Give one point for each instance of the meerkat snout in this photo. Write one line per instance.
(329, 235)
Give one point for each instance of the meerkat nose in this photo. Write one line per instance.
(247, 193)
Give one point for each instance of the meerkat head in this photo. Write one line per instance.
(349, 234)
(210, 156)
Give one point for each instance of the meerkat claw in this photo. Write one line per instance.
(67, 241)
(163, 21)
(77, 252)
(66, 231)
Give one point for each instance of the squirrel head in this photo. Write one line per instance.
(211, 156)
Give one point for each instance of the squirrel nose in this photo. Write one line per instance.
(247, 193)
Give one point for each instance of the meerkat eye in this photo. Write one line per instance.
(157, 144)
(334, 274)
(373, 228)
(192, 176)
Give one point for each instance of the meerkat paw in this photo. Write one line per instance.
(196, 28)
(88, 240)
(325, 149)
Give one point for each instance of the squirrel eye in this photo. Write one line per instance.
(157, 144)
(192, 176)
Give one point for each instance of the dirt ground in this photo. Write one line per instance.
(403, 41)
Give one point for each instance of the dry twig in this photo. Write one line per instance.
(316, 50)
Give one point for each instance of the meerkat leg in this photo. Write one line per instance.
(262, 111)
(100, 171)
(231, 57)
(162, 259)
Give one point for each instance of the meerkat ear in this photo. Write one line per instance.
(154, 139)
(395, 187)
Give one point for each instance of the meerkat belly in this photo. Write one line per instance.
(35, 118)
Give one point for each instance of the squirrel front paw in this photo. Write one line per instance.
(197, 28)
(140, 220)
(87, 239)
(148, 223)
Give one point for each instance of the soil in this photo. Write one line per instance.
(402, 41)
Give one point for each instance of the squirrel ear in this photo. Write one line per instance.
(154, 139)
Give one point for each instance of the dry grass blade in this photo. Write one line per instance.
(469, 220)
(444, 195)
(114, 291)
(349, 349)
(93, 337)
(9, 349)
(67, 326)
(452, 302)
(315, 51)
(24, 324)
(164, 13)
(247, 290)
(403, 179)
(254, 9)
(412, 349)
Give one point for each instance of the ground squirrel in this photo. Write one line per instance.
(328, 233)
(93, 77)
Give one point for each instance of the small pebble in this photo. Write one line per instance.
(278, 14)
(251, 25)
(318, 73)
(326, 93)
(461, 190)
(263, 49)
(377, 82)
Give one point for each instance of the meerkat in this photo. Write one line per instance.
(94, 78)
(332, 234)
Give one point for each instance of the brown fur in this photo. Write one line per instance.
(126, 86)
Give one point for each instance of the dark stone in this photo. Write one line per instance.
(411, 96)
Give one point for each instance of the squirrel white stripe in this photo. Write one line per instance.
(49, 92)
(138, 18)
----------------------------------------
### GIVEN TASK
Rewrite every line of the rows above as a Markdown table with the columns Number and Line. Number the lines in order and skip any blank lines.

### RESULT OF THIS TASK
| Number | Line |
|---|---|
| 1 | Give one point for each instance of the meerkat snout in this photo. Write one line per instance. |
| 2 | (329, 235) |
| 3 | Give one point for each instance of the meerkat nose in this photo. Write one line per instance. |
| 4 | (247, 193) |
| 5 | Give one point for each instance of the meerkat head in this photo. Write one line per instance. |
| 6 | (349, 234) |
| 7 | (210, 156) |
| 8 | Give one point for each instance of the meerkat claw in this photo. Write one line per instance. |
| 9 | (67, 241) |
| 10 | (163, 21) |
| 11 | (77, 252) |
| 12 | (66, 231) |
| 13 | Give one point for each instance of the squirrel head in this photo. Write one line per instance. |
| 14 | (211, 156) |
| 15 | Give one point for each instance of the squirrel nose in this photo. Write one line per instance. |
| 16 | (247, 193) |
| 17 | Give one point for each instance of the meerkat eye in this photo. Write one line per instance. |
| 18 | (157, 144) |
| 19 | (334, 274) |
| 20 | (373, 228) |
| 21 | (192, 176) |
| 22 | Give one point for each instance of the meerkat paw in this photo. Write one line per instance. |
| 23 | (196, 28) |
| 24 | (88, 240) |
| 25 | (325, 149) |
| 26 | Give one point for each instance of the squirrel eye in this photo. Write one line per instance. |
| 27 | (157, 144) |
| 28 | (192, 176) |
| 29 | Give one point for each instance of the dirt ground in this photo. Write one line per instance. |
| 30 | (403, 41) |
| 31 | Give one point for each instance of the dry twig in this photo. Write one line per instance. |
| 32 | (316, 50) |
| 33 | Give one point for each instance of the meerkat leg in this photo. Write one line per instance. |
| 34 | (262, 111) |
| 35 | (100, 171) |
| 36 | (231, 57) |
| 37 | (162, 259) |
| 38 | Give one point for each instance of the meerkat ear in this photo. Write one line per instance. |
| 39 | (154, 139) |
| 40 | (395, 187) |
| 41 | Give one point for each instance of the meerkat belly in this photo. Write one line per instance. |
| 42 | (35, 118) |
| 43 | Give one point for each instance of the squirrel front paw in this photo. Write one line per instance. |
| 44 | (197, 28) |
| 45 | (140, 220) |
| 46 | (87, 239) |
| 47 | (148, 223) |
| 48 | Give one point for each instance of the soil in this photo. Write one line per instance. |
| 49 | (402, 41) |
| 50 | Give one point for each instance of the squirrel ear in this photo. Write one line per instance. |
| 51 | (154, 139) |
| 52 | Give one point for each instance of the dry grass blade in this photo. Write one line per instance. |
| 53 | (469, 220) |
| 54 | (444, 195) |
| 55 | (114, 291) |
| 56 | (349, 349) |
| 57 | (93, 337) |
| 58 | (9, 349) |
| 59 | (67, 326) |
| 60 | (452, 302) |
| 61 | (315, 51) |
| 62 | (24, 324) |
| 63 | (164, 13) |
| 64 | (247, 290) |
| 65 | (403, 179) |
| 66 | (254, 9) |
| 67 | (412, 349) |
| 68 | Give one point for each instance of the ground squirrel in this photo. Write one line per instance. |
| 69 | (328, 233) |
| 70 | (93, 77) |
| 71 | Give one point for each instance of the small pebble in this photo. Write one line per instance. |
| 72 | (278, 14) |
| 73 | (251, 25) |
| 74 | (318, 73) |
| 75 | (326, 93) |
| 76 | (461, 190) |
| 77 | (263, 49) |
| 78 | (377, 82) |
| 79 | Give one point for each instance of the meerkat in this photo. Write one line per instance. |
| 80 | (94, 78) |
| 81 | (332, 234) |
| 82 | Give one point for each instance of the brown fur in this photo. Write one line per instance. |
| 83 | (126, 86) |
| 84 | Give one point for each instance of the dark stone in this photo. Write one line per instance. |
| 85 | (411, 96) |
| 86 | Give one point for each instance of the squirrel white stripe in this photo. Write one line per instance. |
| 87 | (49, 92) |
| 88 | (138, 18) |